[Referring expression data]
BEGIN

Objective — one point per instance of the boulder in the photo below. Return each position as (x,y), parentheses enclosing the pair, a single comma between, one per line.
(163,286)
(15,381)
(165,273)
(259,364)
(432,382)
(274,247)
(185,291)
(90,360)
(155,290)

END

#### [How to complete this task]
Exactly reproduce all of the entries above.

#### [Task result]
Objective — one point per instance of the boulder in the photo below. Return each position as (x,y), parentheses enclosing the pair, a single comma between, one per line.
(163,286)
(15,381)
(165,273)
(259,364)
(432,382)
(274,247)
(185,291)
(90,360)
(155,290)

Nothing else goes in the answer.